To be done ::
Using the poster abstracts below, explain in one to three sentences why teacher educators in the ETCM project added instruction on selecting, evaluating, modifying, and using curriculum materials to their science methods courses.

** Start Document segment **

Teaching Elementary Pre-Service
Teachers to Use Curriculum Materials Critically
Kristin Gunckel and Blakely Tsurusaki, Michigan State University
Elementary teachers are often required either to follow mandated curriculum materials when teaching science or to develop their own materials. Research suggests that most science curriculum materials are of poor quality. Teachers are left either to teach from poor materials or to develop their own teaching materials and lessons, often drawing on poor materials for ideas. Furthermore, elementary teachers often lack the experience and knowledge to build quality materials and lesson sequences on their own. To address this situation, teacher educators in the Elementary Teachers and Curriculum Materials project (ETCM) incorporated teaching elementary pre-service teachers how to select, evaluate, modify, and use curriculum materials effectively into their science methods courses. This poster presents some of the activities designed to help pre-service teachers use materials well and examines some of the challenges involved in teaching elementary pre-service teachers how to critically and thoughtfully use curriculum materials in planning and teaching.
Comprehending Text and Reading
to Learn: How Middle School Students Integrate Pure Verbal Text Sections with
Visuo-Spatial Text Adjuncts When Reading Three Genres of Scientific Text
Mary Heitzman, University of Michigan
This poster is a literature review and possible research plan for studying how students integrate verbal text sections with visuo-spatial representations, depending on students’ reading comprehension levels and the type of scientific text. Current science reform initiatives support students’ learning and use of scientific practices in order to become “scientifically literate”—that is, to be knowledgeable and critical participants in society (American Association for the Advancement of Science [AAAS], 1990, 1993; National Research Council [NRC], 1996). The National Research Council, in its description of what scientific literacy means, states that “Scientific literacy entails being able to read with understanding articles about science in the popular press and to engage in social conversation about the validity of the conclusions” (NRC, 1996, p.22) [emphasis added]. What do students do when asked to “read with understanding” and “engage in social conversation” about scientific text that contains both pure verbal text sections and visuo-spatial representations such as diagrams and graphs? And how different are these processes when the individuals differ by comprehension levels and genres of scientific text?

** End Document segment **
** Start Extracted entries **

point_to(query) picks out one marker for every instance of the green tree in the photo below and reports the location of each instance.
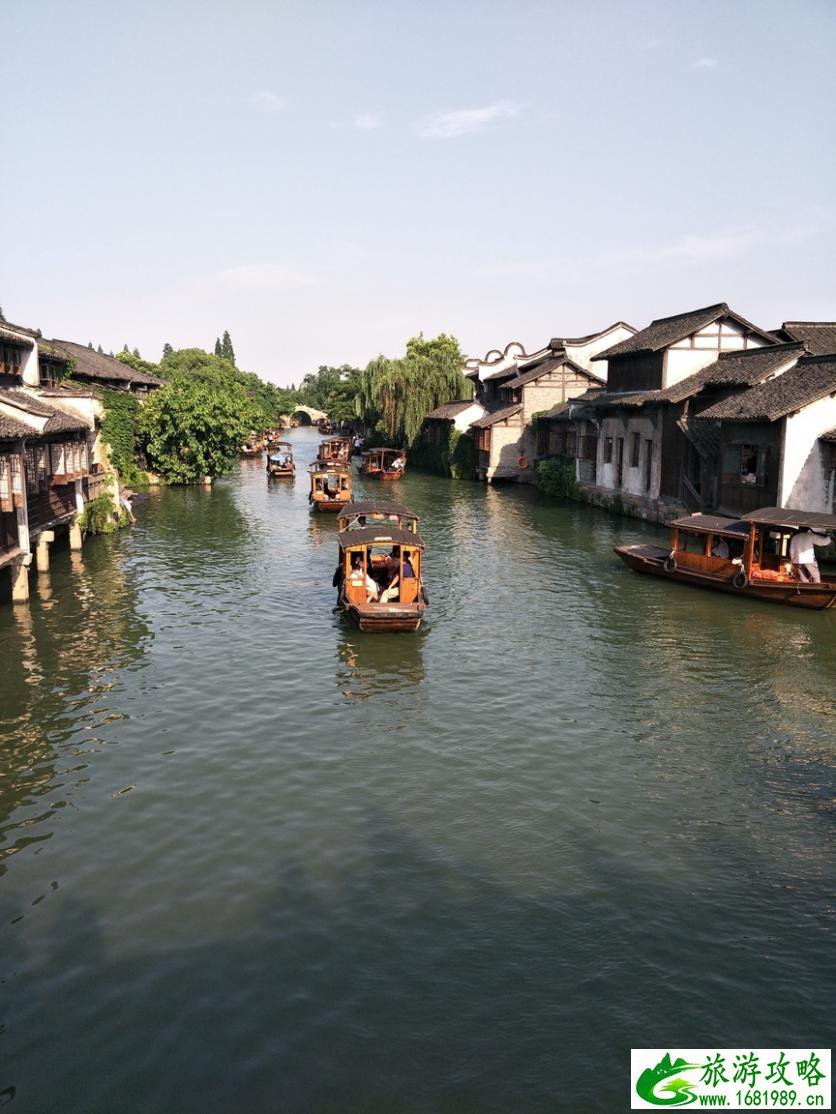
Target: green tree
(397, 394)
(226, 350)
(195, 428)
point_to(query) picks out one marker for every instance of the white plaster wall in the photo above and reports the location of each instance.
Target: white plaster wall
(802, 481)
(632, 478)
(582, 353)
(463, 421)
(505, 446)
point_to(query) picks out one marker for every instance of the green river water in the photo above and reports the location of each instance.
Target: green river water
(252, 860)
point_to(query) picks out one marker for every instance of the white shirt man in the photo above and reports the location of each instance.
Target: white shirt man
(804, 556)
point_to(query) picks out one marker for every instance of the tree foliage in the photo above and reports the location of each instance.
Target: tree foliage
(397, 394)
(194, 427)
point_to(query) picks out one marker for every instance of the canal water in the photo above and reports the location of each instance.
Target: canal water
(253, 860)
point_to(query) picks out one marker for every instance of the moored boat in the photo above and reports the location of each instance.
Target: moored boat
(334, 448)
(748, 556)
(355, 516)
(379, 577)
(384, 463)
(280, 461)
(330, 485)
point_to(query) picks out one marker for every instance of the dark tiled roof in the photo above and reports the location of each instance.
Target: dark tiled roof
(496, 416)
(502, 373)
(580, 407)
(450, 410)
(11, 429)
(91, 364)
(818, 335)
(666, 331)
(550, 363)
(7, 334)
(813, 378)
(785, 516)
(563, 341)
(58, 421)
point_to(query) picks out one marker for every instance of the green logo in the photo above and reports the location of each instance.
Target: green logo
(678, 1092)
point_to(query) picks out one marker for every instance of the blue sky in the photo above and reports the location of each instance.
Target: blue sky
(327, 179)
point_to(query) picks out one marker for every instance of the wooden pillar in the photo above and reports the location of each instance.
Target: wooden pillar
(41, 550)
(19, 572)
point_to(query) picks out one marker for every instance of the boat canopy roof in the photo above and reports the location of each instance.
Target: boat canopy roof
(713, 524)
(329, 466)
(380, 536)
(385, 452)
(791, 519)
(378, 507)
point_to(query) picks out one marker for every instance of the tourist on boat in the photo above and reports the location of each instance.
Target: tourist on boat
(803, 555)
(358, 578)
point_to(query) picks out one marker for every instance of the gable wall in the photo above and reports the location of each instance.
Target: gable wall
(804, 484)
(582, 353)
(700, 349)
(548, 390)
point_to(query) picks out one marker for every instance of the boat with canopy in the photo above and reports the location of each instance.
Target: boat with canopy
(384, 463)
(280, 460)
(379, 577)
(355, 516)
(749, 556)
(330, 485)
(334, 448)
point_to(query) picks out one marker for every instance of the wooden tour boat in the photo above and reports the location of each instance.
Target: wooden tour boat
(334, 448)
(384, 463)
(280, 460)
(330, 485)
(746, 556)
(371, 588)
(355, 516)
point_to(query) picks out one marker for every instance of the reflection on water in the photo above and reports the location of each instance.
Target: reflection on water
(242, 840)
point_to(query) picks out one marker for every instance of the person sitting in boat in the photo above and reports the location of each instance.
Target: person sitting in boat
(358, 578)
(803, 555)
(404, 569)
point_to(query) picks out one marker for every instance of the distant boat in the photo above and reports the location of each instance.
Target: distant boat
(334, 448)
(280, 461)
(330, 485)
(355, 516)
(384, 463)
(379, 577)
(746, 556)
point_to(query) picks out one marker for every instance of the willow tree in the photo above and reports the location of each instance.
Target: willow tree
(398, 394)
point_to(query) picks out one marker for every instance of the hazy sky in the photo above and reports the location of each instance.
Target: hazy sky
(326, 179)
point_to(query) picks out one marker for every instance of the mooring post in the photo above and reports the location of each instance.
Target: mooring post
(20, 578)
(41, 550)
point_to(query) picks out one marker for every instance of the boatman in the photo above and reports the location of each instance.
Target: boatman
(803, 555)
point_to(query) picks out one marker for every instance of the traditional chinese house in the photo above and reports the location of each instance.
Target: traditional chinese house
(513, 387)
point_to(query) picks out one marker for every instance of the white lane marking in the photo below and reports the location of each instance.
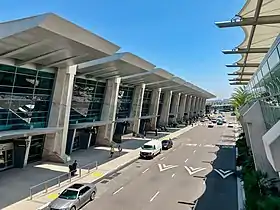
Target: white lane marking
(224, 174)
(163, 167)
(145, 171)
(154, 196)
(117, 191)
(192, 170)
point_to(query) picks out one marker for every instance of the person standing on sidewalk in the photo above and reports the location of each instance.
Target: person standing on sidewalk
(112, 151)
(120, 149)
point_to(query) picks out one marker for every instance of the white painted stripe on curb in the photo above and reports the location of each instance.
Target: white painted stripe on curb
(145, 171)
(154, 196)
(44, 206)
(117, 191)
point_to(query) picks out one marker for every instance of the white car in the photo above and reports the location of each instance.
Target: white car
(151, 149)
(210, 125)
(230, 125)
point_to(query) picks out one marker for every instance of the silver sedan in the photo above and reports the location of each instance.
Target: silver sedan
(74, 197)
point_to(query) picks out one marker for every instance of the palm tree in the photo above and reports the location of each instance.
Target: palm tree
(240, 97)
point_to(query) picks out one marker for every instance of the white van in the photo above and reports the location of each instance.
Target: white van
(151, 149)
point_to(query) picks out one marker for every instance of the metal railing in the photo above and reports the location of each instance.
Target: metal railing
(56, 181)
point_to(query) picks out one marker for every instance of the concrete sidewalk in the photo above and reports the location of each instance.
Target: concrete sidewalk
(39, 200)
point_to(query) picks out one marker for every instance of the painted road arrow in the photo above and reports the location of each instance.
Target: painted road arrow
(163, 167)
(224, 174)
(192, 170)
(191, 145)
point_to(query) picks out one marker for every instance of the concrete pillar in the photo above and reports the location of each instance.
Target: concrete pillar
(163, 119)
(182, 107)
(27, 143)
(136, 108)
(188, 106)
(109, 109)
(192, 110)
(175, 106)
(153, 110)
(55, 144)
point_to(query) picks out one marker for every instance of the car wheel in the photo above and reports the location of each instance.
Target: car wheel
(92, 196)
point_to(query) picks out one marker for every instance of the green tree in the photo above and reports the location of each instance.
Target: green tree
(240, 97)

** End Extracted entries **

Solved problem ::
Research suggests that most science curriculum materials are of poor quality, so elementary teachers must either teach from poor materials or develop their own, often drawing on poor materials for ideas. These teachers also often lack the experience and knowledge to build quality materials and lesson sequences on their own.